● What you have to do: Locate each line in the entries below that contains the word "wall" and copy those lines out in full. Case counts, so a match must have the same capital and lowercase letters.

(Rows taken from a dataset)
-------------------------

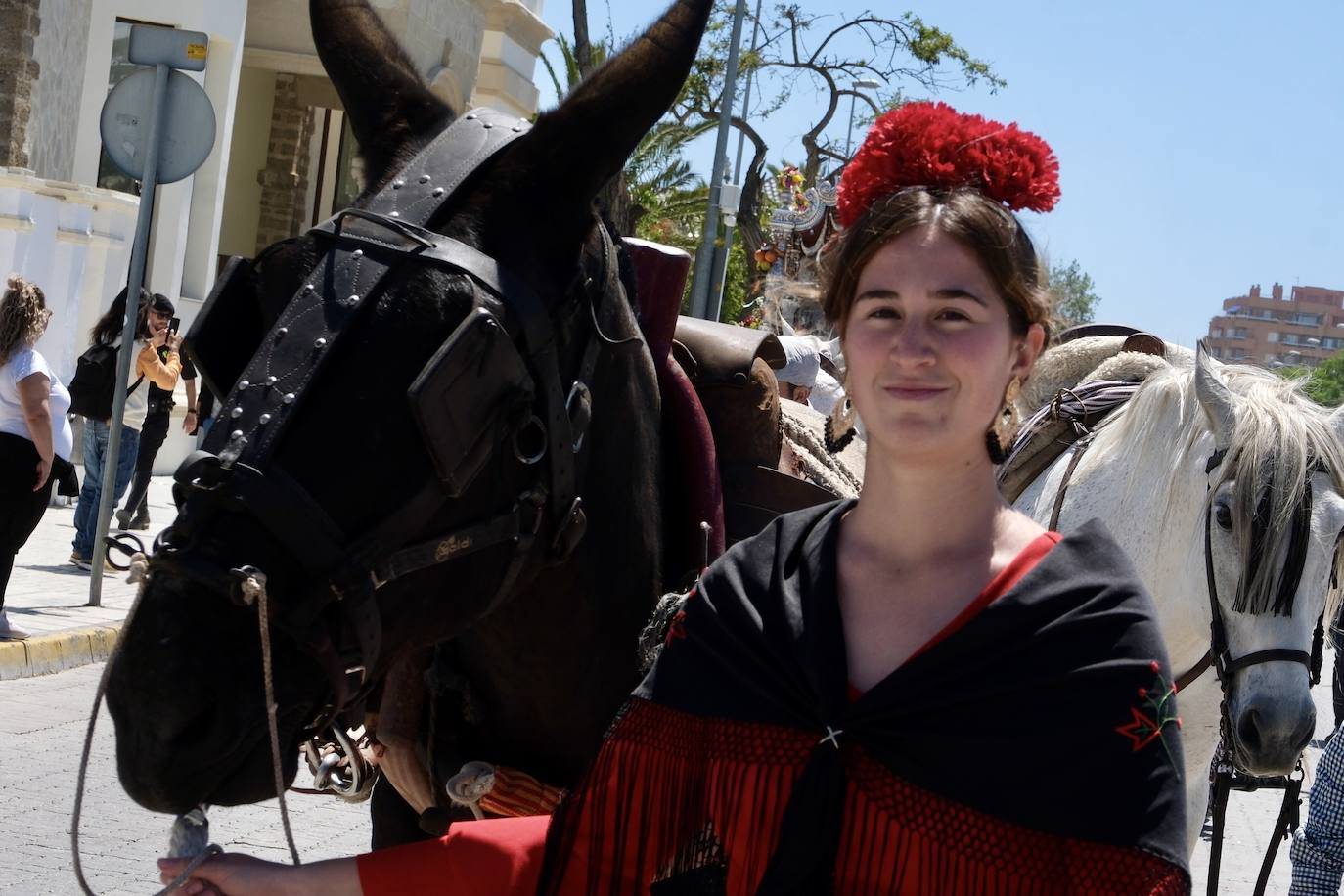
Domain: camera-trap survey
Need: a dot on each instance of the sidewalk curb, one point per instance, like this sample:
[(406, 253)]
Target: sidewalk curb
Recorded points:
[(57, 651)]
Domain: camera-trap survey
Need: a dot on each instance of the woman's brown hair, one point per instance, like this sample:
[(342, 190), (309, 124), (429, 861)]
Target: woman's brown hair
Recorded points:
[(992, 233), (23, 316)]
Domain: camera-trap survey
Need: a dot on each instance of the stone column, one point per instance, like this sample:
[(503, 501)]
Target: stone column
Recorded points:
[(284, 180), (19, 24)]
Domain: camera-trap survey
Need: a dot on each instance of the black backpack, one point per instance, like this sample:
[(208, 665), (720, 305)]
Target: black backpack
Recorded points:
[(96, 383)]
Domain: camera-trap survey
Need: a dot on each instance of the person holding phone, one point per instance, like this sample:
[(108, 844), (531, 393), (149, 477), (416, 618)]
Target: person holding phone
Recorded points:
[(135, 512), (157, 363)]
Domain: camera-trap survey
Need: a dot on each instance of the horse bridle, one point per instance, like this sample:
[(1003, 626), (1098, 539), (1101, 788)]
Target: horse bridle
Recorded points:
[(502, 391), (1219, 654)]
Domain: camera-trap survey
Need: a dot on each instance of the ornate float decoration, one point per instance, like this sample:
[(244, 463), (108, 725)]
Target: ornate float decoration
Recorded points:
[(804, 223)]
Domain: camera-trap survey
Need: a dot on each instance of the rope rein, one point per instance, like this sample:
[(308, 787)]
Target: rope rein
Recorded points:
[(190, 831), (254, 593)]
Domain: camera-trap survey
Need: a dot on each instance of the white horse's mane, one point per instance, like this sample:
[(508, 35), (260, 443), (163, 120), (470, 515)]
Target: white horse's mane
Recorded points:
[(1279, 435)]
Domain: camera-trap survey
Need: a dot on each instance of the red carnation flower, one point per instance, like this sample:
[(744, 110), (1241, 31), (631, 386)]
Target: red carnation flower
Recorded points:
[(930, 144)]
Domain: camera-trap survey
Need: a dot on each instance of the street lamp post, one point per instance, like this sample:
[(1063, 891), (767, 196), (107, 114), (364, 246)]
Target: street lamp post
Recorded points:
[(704, 258), (866, 83)]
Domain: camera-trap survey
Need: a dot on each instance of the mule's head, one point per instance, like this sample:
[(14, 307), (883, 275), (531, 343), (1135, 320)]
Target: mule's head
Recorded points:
[(186, 692), (1273, 531)]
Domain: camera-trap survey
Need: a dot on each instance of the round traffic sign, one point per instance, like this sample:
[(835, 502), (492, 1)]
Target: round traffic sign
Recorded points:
[(187, 132)]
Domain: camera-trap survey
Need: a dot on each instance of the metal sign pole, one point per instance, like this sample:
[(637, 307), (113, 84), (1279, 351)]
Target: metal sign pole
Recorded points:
[(704, 256), (135, 283)]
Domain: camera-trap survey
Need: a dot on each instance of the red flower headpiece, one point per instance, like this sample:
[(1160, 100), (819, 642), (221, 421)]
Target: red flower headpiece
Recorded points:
[(930, 144)]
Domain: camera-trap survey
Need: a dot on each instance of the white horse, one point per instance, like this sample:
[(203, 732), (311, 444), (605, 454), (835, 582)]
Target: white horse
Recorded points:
[(1146, 475)]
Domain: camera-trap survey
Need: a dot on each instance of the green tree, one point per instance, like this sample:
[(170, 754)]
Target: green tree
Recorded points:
[(667, 199), (1074, 297), (1322, 383)]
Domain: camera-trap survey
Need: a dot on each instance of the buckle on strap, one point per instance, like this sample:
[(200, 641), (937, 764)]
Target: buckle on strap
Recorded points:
[(579, 409), (570, 532)]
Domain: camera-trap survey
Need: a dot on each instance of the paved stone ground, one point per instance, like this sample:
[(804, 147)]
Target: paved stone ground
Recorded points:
[(47, 594), (1250, 817), (42, 724)]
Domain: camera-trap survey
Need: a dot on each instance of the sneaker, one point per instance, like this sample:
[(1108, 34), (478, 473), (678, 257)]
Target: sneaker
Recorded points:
[(10, 632)]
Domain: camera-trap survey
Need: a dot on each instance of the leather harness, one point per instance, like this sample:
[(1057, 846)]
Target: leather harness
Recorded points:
[(1084, 416), (500, 370)]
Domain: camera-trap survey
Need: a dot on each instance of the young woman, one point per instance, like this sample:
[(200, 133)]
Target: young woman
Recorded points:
[(35, 437), (916, 692), (152, 336)]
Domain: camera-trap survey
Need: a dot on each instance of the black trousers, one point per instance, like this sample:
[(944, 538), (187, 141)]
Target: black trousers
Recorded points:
[(152, 437), (21, 507)]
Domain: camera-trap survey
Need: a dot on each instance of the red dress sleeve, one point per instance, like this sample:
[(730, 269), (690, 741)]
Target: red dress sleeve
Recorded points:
[(491, 857)]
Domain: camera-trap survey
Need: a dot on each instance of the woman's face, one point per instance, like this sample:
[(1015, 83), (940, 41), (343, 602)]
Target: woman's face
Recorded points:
[(157, 320), (930, 349)]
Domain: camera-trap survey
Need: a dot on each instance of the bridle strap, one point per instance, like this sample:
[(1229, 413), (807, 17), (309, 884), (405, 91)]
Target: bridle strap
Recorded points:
[(1273, 654), (1080, 446)]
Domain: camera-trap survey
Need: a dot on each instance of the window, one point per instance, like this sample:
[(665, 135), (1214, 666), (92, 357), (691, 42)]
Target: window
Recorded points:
[(111, 176)]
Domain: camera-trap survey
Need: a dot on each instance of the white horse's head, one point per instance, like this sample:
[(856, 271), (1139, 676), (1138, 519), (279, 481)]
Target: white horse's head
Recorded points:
[(1273, 515)]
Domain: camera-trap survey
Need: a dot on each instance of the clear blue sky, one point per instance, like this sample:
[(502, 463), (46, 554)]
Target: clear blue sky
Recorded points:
[(1200, 143)]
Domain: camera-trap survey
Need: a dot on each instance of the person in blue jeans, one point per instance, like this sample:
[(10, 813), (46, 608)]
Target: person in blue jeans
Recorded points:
[(150, 364), (1318, 849)]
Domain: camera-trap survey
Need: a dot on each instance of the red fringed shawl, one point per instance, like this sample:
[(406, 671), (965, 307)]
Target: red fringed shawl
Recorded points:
[(1032, 751), (1007, 758)]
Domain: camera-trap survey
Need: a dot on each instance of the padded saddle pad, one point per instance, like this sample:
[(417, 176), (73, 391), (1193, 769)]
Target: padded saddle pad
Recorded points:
[(693, 493)]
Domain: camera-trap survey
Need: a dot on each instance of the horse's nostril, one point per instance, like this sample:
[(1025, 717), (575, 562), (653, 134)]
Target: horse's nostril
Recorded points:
[(1304, 733), (1249, 730)]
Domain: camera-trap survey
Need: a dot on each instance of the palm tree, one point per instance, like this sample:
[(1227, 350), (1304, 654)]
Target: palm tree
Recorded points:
[(667, 199)]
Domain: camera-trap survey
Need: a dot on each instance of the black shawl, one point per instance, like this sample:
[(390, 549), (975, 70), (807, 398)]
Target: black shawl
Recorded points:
[(1050, 711)]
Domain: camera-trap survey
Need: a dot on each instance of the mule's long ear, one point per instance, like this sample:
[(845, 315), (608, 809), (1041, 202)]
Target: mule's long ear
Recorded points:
[(582, 144), (1215, 398), (384, 97)]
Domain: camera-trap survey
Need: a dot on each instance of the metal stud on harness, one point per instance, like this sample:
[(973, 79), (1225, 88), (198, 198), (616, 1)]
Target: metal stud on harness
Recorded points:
[(1225, 776)]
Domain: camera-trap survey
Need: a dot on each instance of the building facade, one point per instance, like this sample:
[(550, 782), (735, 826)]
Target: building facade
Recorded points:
[(1300, 330), (283, 158)]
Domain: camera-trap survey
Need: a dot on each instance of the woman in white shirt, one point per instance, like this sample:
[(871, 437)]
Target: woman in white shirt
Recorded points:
[(35, 437)]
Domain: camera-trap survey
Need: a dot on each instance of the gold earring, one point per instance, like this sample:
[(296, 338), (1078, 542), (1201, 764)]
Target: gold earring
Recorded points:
[(1005, 430), (840, 424)]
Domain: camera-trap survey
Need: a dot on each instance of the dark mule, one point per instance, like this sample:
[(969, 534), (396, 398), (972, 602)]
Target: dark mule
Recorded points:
[(546, 668)]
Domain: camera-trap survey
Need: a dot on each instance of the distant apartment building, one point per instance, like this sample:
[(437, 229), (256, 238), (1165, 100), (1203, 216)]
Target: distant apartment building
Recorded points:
[(1298, 331)]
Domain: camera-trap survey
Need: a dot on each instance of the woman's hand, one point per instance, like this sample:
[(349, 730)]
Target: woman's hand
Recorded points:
[(229, 874), (43, 471), (238, 874)]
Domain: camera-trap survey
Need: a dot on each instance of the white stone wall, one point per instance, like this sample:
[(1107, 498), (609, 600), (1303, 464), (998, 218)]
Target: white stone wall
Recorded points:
[(61, 50), (74, 242)]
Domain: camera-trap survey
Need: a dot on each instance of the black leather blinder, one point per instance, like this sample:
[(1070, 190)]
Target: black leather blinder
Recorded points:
[(227, 330), (471, 392)]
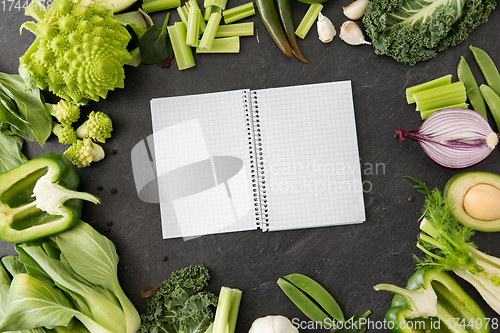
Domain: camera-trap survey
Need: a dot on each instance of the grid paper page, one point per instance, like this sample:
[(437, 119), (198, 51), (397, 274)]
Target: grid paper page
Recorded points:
[(202, 148), (311, 160)]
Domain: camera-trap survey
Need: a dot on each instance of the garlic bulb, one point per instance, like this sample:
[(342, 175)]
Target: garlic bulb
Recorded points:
[(326, 30), (273, 324), (351, 33), (356, 9)]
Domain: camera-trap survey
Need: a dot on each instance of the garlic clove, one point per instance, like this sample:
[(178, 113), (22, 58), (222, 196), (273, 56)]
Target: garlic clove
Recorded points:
[(326, 30), (351, 33), (356, 9)]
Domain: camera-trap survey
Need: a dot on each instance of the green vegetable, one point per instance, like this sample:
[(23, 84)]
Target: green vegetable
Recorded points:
[(416, 30), (39, 199), (65, 133), (433, 299), (447, 246), (98, 127), (473, 94), (308, 20), (155, 44), (79, 50), (84, 152), (227, 310), (179, 305), (269, 15)]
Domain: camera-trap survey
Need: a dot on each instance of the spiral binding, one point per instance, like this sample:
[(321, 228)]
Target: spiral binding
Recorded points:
[(258, 174)]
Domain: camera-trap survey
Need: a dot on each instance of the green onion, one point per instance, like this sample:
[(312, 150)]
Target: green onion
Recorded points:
[(237, 13), (223, 45), (182, 52), (209, 34), (236, 29), (159, 5), (308, 20), (426, 85)]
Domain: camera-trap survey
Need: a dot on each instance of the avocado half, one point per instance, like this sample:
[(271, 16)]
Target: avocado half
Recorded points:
[(456, 189)]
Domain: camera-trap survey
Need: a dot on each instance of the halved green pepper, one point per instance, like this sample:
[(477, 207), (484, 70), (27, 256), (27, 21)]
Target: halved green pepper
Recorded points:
[(39, 198), (433, 302)]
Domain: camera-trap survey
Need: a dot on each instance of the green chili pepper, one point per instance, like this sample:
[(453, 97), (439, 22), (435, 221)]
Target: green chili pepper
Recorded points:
[(269, 15), (433, 301), (285, 12), (473, 94), (39, 199), (488, 68)]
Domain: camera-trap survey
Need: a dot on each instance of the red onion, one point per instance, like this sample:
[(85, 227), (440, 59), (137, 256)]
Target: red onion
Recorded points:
[(454, 138)]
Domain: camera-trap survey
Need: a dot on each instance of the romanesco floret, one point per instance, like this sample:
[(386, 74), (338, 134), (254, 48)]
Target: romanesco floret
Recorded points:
[(97, 127), (84, 152), (65, 112), (65, 133), (79, 51)]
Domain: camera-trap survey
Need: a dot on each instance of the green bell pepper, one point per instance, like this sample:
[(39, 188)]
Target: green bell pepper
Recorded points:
[(433, 302), (39, 198)]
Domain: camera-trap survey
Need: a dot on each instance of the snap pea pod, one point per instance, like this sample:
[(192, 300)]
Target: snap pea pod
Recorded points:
[(488, 68), (493, 101), (472, 90)]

-------------------------

● Exercise result:
Need: a dot on each instance of the white stone wall, one point per instance, like this sample:
Target: white stone wall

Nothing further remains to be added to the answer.